WHAT YOU SHOULD DO: Your task is to return all of the records exactly, minus any images.

[DATA TO PROCESS Boundary: Start]

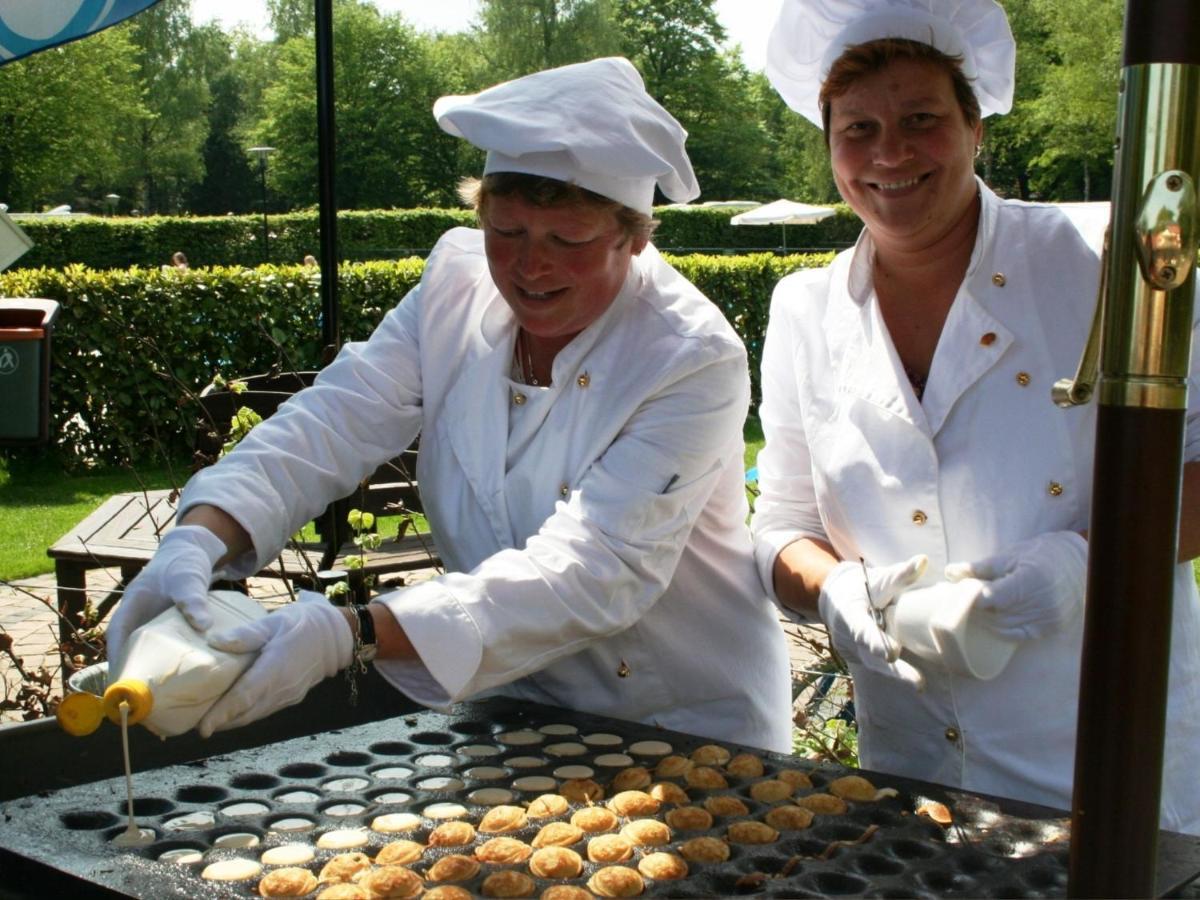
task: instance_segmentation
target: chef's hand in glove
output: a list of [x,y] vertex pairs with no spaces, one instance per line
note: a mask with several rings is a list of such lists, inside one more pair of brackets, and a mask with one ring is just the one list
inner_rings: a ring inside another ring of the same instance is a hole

[DATA TO PROCESS Boundary: End]

ANSWER SPACE:
task: instance_segmentation
target: chef's hand in glove
output: a list of [x,y] vertex pairs with no spaces, one instance per line
note: a mask with several rings is a list of such lists, inside one more pair of brackets, and a mask with one ring is just the one list
inner_rings: a ring inside another ring of the same instance is a hole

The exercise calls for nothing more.